Given data ▸
++++
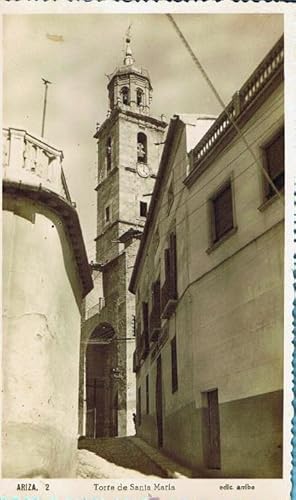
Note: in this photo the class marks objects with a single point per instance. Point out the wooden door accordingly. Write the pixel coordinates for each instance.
(214, 461)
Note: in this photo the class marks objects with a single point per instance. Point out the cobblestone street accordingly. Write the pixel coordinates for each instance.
(124, 458)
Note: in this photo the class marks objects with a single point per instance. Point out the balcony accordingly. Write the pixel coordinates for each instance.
(144, 345)
(168, 298)
(32, 161)
(155, 322)
(95, 309)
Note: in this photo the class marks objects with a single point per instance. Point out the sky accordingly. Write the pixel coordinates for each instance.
(77, 51)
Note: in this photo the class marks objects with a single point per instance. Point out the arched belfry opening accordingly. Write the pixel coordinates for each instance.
(141, 148)
(100, 384)
(125, 95)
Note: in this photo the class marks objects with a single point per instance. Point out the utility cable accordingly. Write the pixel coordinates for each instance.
(216, 94)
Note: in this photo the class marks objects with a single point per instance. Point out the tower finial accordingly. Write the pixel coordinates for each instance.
(128, 60)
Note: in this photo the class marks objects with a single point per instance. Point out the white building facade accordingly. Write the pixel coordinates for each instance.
(208, 280)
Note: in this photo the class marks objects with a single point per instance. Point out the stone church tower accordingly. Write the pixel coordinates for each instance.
(129, 145)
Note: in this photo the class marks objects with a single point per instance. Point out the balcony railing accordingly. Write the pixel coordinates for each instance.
(30, 160)
(168, 298)
(255, 85)
(154, 322)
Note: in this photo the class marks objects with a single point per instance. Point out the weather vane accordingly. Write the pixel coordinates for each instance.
(46, 83)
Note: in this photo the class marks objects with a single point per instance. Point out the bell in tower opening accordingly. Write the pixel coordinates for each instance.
++++
Exercise goal ▸
Your reply should hold every line of the material, unaltered, and not one picture.

Problem solution ▸
Note: in this photo the class marks objects with a single point per instance. Point out the wooden door accordingly. Write the pixel coordinates for each instance.
(214, 461)
Note: in this photo the class marks objects with a single point per instance. Point out the cobblestone street accordingly. Write the pixel coordinates for each instance.
(124, 458)
Note: in this photo the class marks objects with a single point per instance. Point out the balcony accordingly. Write the pixel coordinates for each instance.
(144, 345)
(168, 298)
(32, 161)
(155, 322)
(95, 309)
Note: in this photo the class marks objects with a single point per instance. Point out the sky accordingly. Write the pixel coordinates for each instance.
(77, 51)
Note: in this photo the class marks objects with a single point per instance. Point out the arched belfry opening accordingly. Write the pixel coordinates for each instance.
(141, 148)
(100, 384)
(125, 95)
Note: in this photo the class marks objects with a single point per instance. Point out the utility cable accordingly. Write the pixel coordinates for each instance.
(216, 94)
Note: in this photo the class marks objects with a single point per instance. Point out the tower finial accordingly. Write the pixel coordinates for each instance.
(128, 60)
Note: in this photo the class marks objects with a single point per instance. Point out the white building facade accordingly. Write the pixel coordinates for each instance.
(208, 280)
Note: in this photo the class marks objects with a single point per instance. Point out the stone church tower accordingly. Write the pixel coordinates for each instance.
(129, 145)
Note: in this photo the class marks objects with a single point per instance. Point out the balcony railing accordingly. Write the pixel coordinates for each instance.
(30, 160)
(168, 298)
(255, 85)
(154, 322)
Note: in this photo the class marks objects with a single point per instance. Point out the weather vane accordingly. Write the pixel coordinates for each instance.
(46, 83)
Note: in this photo the class marks objects with a single point per instance. Point out the bell in tower opening accordingly. Write the pixel coordinates for each instance.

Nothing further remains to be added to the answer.